- [Tasks for this exercise]:
a. Count the lines in the records that contain the string "antler", and give only the number.
b. Continue the text about the BORES Config class from where it stops.

- [Extracted text]:

——

Configuration¶
Overview¶
The Config class holds every parameter that controls how a BORES simulation runs. It specifies the timer (time stepping behavior), the rock-fluid tables (relative permeability and capillary pressure models), the wells, the numerical scheme, the solvers, the preconditioners, the convergence tolerances, and all the physical constraints that keep the simulation stable and accurate.
Config is a frozen (immutable) attrs class. Once you create a Config, its fields cannot be changed in place. To modify a configuration, you create a new one using the copy() or with_updates() methods. This immutability prevents accidental modification of simulation parameters during a run and makes configurations safe to pass between functions without defensive copying.
Every simulation in BORES requires a Config. You pass it (along with a reservoir model) to bores.run() to start the simulation. The Config is the single point of control for all numerical behavior. If two simulations use different schemes, solvers, or convergence criteria, those differences are captured entirely in their respective Config objects.

——

- [Input records]:
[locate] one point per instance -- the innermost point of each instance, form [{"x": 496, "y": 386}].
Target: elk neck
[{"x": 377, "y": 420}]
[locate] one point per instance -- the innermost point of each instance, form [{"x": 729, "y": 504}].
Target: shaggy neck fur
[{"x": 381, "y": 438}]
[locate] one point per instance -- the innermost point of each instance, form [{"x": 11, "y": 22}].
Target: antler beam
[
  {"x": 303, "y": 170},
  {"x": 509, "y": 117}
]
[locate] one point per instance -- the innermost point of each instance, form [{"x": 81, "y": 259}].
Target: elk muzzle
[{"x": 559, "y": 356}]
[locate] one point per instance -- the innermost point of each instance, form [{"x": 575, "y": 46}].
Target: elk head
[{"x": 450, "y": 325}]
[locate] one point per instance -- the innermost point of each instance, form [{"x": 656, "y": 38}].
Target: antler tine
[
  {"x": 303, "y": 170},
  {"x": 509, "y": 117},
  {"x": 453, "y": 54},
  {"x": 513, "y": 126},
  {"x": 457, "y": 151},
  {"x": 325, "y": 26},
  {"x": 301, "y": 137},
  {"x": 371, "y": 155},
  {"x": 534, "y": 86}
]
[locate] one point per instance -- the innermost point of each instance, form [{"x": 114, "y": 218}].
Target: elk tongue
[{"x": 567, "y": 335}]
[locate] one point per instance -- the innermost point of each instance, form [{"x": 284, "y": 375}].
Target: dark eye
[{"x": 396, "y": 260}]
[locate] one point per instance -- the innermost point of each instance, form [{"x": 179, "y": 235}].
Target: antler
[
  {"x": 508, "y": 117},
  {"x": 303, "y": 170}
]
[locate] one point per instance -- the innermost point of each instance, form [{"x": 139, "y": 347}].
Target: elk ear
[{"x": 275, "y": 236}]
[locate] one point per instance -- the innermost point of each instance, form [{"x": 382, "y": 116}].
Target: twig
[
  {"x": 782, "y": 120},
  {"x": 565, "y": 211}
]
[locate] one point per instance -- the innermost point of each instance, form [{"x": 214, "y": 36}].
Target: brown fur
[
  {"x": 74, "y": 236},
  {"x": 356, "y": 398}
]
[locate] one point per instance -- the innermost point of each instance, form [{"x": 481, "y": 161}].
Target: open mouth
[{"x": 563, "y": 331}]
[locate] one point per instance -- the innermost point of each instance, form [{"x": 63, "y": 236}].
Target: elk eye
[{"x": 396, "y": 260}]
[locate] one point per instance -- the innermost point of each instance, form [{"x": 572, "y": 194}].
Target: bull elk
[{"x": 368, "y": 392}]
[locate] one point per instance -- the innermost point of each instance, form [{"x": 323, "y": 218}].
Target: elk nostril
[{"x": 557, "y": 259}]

——

- [Exercise results]:
a. 3

b.
Creating a Config¶
At minimum, a Config requires a Timer and a RockFluidTables:
import bores
rock_fluid_tables = bores.RockFluidTables(
relative_permeability_table=bores.BrooksCoreyThreePhaseRelPermModel(
irreducible_water_saturation=0.25,
residual_oil_saturation_water=0.30,
residual_oil_saturation_gas=0.15,
residual_gas_saturation=0.05,
water_exponent=2.5,
oil_exponent=2.0,
gas_exponent=2.0,
),
capillary_pressure_table=bores.BrooksCoreyCapillaryPressureModel(
irreducible_water_saturation=0.25,
residual_oil_saturation_water=0.30,
residual_oil_saturation_gas=0.15,
residual_gas_saturation=0.05,
),
)
config = bores.Config(
timer=bores.Timer(
initial_step_size=bores.Time(days=1),
max_step_size=bores.Time(days=10),
min_step_size=bores.Time(hours=1),
simulation_time=bores.Time(years=3),
),
rock_fluid_tables=rock_fluid_tables,
)
This creates a valid configuration with all defaults. The IMPES scheme, BiCGSTAB solver with ILU preconditioning, and standard convergence tolerances are used automatically.
Adding Wells¶
Most simulations include wells. Pass them through the wells parameter:
wells = bores.wells_(injectors=[injector], producers=[producer])
config = bores.Config(
timer=bores.Timer(
initial_step_size=bores.Time(days=1),
max_step_size=bores.Time(days=10),
min_step_size=bores.Time(hours=1),
simulation_time=bores.Time(years=3),
),
rock_fluid_tables=rock_fluid_tables,
wells=wells,
)
Adding Well Schedules¶
For simulations with time-varying well controls, use well_schedules:
config = bores.Config(
timer=timer,
rock_fluid_tables=rock_fluid_tables,
well_schedules=schedules,
)
When well_schedules is provided, the simulator automatically switches well controls at the scheduled times. See the Well Scheduling page for details.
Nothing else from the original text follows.